Supplied text →

[start]

However, the main challenge that biocomposites must overcome, both bioresins (as with traditional resins) and natural fibres, is flammability during its use. In order to meet the strict safety requirements and regulations of some sectors such as the transport or construction industries (UNE-EN 45545, intended for the railway sector or UNE-EN 13501-1, intended for the construction sector), flame retardancy properties must be improved while maintaining other important characteristics such as mechanical and thermal properties and consider other issues such as health risks, environmental risks, water treatment and recycling.
For this reason, new eco-friendly composite materials with fire-retardancy properties are required in the industry, using bio-based materials and halogen-free FR systems. To this end, the Plastics Technology Centre (AIMPLAS) is developing different European and national R&D&I projects that attempt to solve this challenge in the composites sector.
Some of these European projects focused on this field are: PHOENIX (Synergic combination of high performance flame retardant based on nano-layered hybrid particles as real alternative to halogen-based flame-retardant additives), NATURTRUCK (Development of a new Bio-Composite from renewable resources with improved thermal and fire resistance for manufacturing a truck internal part with high quality surface finishing), KARMA2020 (Industrial Feather Waste Valorisation for Sustainable KeRatin based Materials obtaining biobased polymers, flame retardants, fertilisers) or MAT4RAIL (Designing the railway of the future: fire resistance composite materials and smart modular designed).

[end]

Given information →
[start]

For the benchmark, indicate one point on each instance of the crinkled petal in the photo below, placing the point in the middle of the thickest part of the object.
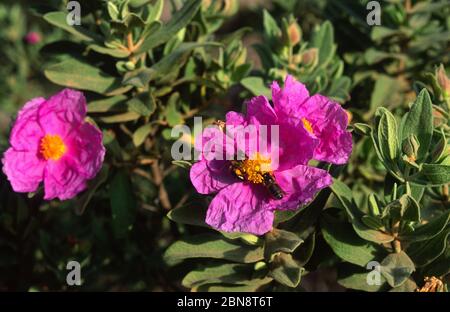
(211, 176)
(213, 143)
(62, 179)
(86, 149)
(234, 118)
(24, 170)
(239, 208)
(296, 146)
(259, 108)
(329, 121)
(27, 132)
(63, 112)
(299, 184)
(288, 100)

[end]

Work to do →
a - Based on the passage on flame-retardant biocomposites, do these statements agree with it? (i) UNE-EN 45545 is meant for the railway sector. (ii) AIMPLAS is developing only European projects. (iii) NATURTRUCK targets a truck internal part. For each, answer yes or no and quote the deciding words.
b - Rewrite the records in full, including the request, and raise every coordinate in the answers by 123. Please leave out the picture.

Complete answers →
a -
(i) Yes: "UNE-EN 45545, intended for the railway sector"
(ii) No: "different European and national R&D&I projects"
(iii) Yes: "for manufacturing a truck internal part with high quality surface finishing"

b -
For the benchmark, indicate one point on each instance of the crinkled petal in the photo below, placing the point in the middle of the thickest part of the object.
(334, 299)
(336, 266)
(185, 302)
(209, 272)
(357, 241)
(147, 293)
(362, 331)
(419, 269)
(382, 231)
(452, 244)
(150, 255)
(186, 235)
(422, 307)
(411, 223)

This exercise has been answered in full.